Stated goal: From the lines below, pull out each one that contains the word "white" and copy it in full.

- - - - -

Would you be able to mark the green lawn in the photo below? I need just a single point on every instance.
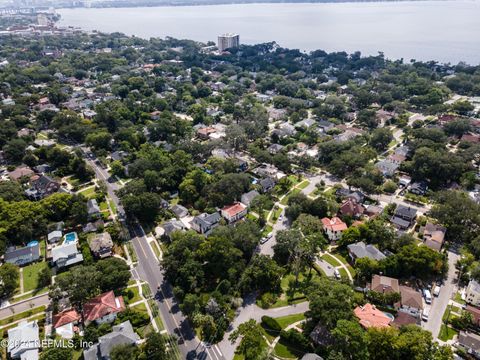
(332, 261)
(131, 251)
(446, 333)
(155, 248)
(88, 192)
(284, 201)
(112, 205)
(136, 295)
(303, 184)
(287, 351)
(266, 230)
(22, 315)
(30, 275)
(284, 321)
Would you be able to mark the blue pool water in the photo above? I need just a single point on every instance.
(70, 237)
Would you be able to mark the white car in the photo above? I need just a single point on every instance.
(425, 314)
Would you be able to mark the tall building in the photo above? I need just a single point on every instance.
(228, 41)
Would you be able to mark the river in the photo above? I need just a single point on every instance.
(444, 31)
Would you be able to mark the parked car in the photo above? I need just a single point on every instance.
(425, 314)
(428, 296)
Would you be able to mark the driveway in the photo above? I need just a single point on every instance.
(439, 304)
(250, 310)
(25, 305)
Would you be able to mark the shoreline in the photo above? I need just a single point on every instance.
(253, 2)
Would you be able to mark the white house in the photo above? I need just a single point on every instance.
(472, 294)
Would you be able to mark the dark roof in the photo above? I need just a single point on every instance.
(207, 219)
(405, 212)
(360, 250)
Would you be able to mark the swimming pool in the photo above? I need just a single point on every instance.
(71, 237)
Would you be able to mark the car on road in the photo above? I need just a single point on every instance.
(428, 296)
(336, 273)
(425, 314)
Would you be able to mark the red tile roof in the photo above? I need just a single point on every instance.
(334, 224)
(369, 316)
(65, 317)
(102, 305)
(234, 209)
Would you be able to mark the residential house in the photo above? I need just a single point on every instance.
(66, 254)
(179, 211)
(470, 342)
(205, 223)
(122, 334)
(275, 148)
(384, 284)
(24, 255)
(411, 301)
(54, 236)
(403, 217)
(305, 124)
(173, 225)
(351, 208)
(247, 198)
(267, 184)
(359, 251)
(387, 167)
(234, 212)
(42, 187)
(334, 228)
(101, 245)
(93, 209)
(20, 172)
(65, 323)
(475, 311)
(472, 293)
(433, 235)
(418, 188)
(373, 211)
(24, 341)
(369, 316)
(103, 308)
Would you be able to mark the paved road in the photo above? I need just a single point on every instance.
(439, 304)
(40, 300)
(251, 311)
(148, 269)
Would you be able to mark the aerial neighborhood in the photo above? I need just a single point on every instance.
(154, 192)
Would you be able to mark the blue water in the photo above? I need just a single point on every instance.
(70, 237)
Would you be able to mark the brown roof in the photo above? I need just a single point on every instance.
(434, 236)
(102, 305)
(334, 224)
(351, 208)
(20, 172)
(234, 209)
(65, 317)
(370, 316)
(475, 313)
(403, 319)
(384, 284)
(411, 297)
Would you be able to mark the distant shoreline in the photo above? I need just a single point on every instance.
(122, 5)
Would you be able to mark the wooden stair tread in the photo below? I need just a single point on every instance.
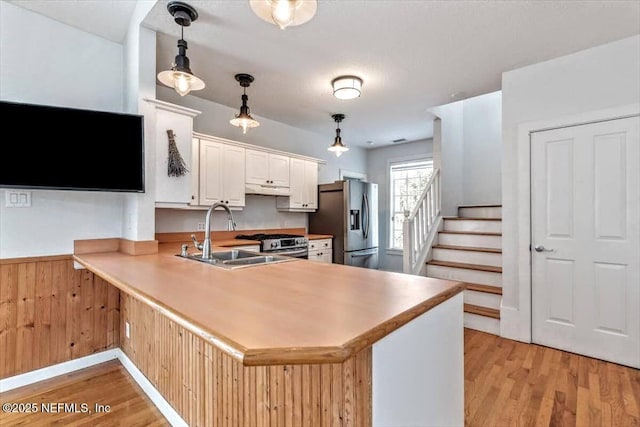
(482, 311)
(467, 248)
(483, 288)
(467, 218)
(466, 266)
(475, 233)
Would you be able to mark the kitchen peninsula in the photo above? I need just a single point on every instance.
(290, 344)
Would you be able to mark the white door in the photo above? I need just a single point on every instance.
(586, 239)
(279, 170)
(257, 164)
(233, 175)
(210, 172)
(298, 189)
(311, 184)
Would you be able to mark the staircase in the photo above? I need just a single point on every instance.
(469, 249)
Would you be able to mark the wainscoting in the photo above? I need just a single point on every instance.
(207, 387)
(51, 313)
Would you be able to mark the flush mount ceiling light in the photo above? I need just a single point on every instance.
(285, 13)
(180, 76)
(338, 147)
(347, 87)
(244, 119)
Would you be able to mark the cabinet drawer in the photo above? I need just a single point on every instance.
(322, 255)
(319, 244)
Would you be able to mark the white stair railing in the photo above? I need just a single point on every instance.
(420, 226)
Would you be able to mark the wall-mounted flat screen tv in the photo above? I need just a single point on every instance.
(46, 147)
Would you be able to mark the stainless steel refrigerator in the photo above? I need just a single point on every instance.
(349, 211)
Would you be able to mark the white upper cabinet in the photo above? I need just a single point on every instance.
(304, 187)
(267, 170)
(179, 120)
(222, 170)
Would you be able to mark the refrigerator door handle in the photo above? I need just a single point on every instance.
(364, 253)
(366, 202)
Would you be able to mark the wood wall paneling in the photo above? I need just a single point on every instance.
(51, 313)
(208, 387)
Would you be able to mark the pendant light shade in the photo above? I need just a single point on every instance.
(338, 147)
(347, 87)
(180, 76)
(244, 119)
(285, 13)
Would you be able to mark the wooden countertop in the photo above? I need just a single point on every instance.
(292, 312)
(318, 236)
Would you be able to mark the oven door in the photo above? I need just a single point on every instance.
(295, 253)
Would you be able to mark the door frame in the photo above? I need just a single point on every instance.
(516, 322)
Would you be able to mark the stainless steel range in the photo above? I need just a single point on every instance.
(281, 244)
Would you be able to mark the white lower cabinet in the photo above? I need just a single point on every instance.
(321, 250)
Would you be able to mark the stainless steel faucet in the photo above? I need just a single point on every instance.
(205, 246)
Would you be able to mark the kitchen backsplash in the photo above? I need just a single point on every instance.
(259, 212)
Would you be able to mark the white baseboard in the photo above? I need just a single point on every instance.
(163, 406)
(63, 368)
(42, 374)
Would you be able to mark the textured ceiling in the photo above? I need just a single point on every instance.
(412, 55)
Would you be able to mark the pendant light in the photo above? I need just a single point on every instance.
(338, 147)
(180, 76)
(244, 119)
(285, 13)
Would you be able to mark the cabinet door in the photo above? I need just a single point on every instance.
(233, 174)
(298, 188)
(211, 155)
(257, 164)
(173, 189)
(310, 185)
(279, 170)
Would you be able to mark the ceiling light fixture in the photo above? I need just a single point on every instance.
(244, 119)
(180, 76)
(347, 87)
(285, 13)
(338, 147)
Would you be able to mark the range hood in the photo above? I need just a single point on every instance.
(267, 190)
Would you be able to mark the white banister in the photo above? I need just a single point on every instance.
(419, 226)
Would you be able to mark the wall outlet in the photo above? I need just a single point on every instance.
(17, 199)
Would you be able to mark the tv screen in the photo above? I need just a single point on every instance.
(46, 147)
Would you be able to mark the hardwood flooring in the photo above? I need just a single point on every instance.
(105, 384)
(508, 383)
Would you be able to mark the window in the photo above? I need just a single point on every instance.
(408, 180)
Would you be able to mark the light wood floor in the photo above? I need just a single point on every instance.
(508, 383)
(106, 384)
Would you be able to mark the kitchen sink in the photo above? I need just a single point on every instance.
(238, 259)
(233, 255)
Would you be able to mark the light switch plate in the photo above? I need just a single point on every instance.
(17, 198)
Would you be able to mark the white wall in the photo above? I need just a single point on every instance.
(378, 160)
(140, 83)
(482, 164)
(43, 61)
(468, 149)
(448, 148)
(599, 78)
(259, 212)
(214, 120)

- - - - -

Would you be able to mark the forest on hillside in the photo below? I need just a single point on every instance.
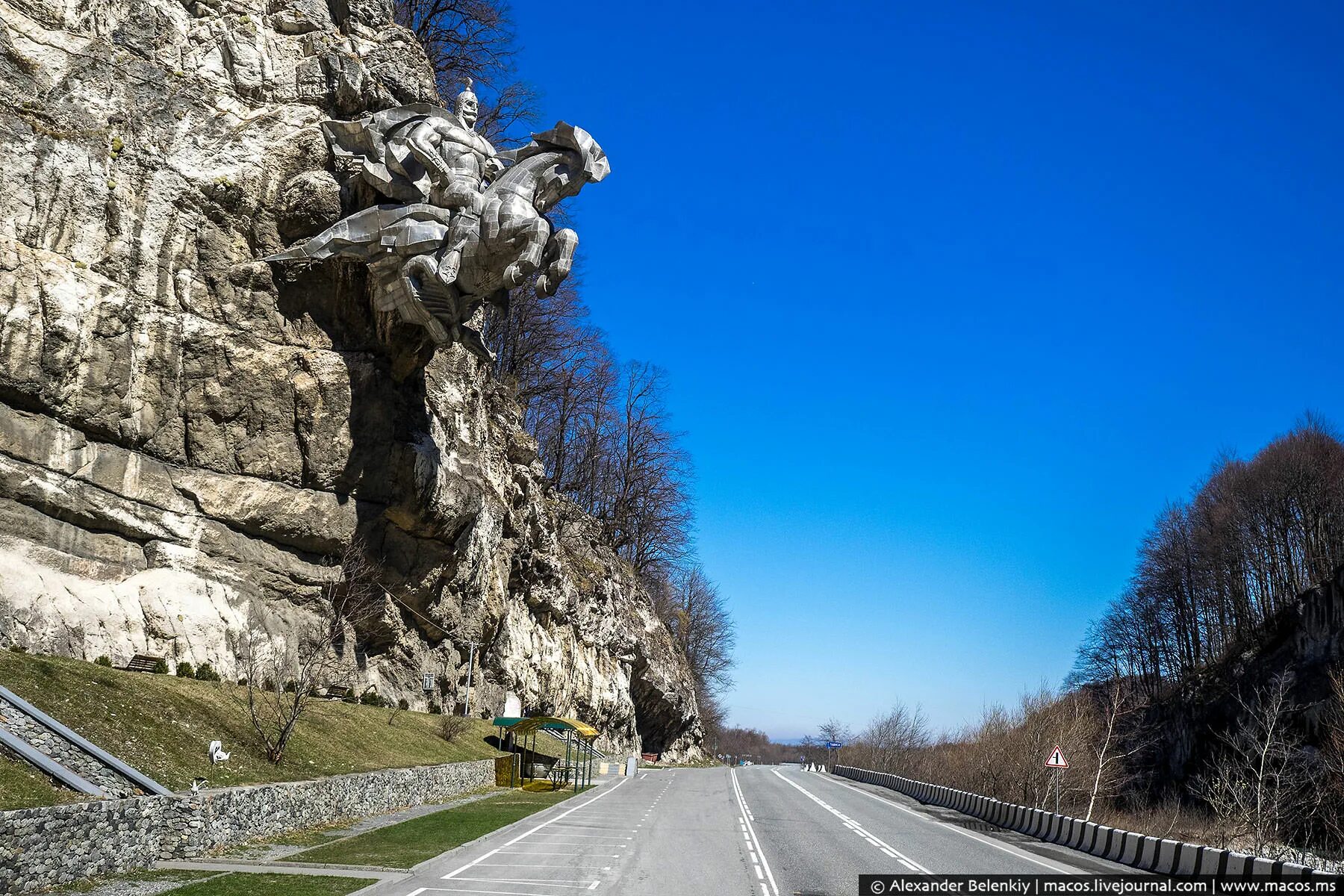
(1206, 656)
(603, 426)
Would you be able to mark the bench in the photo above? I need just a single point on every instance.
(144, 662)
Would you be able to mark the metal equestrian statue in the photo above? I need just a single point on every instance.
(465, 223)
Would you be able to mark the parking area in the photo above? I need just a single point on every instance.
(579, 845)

- - - - -

Reply to the task:
Would you be able to mark the white car in the photo above? I need just a single point on every instance.
Would you be able to mark the white house in the photo above? I need just a single point on every instance.
Would you be able to mark the white door in the photo above? I need just a single point on every instance.
Would you be able to mark the white stair railing in the photo above? I need just a single point on every instance.
Would you be able to mark the white upper cabinet in the photo above? I need just a single point on every instance.
Would you be able to mark the white lower cabinet in the photo above? I need just a single point on every instance.
Would you be able to mark the white baseboard in the photo above? I need just a single point on every instance.
Would you be able to mark the white banister in the photo above? I need just a single point on every instance.
Would you be able to mark the white wall in the photo above? I need just a single point on every instance.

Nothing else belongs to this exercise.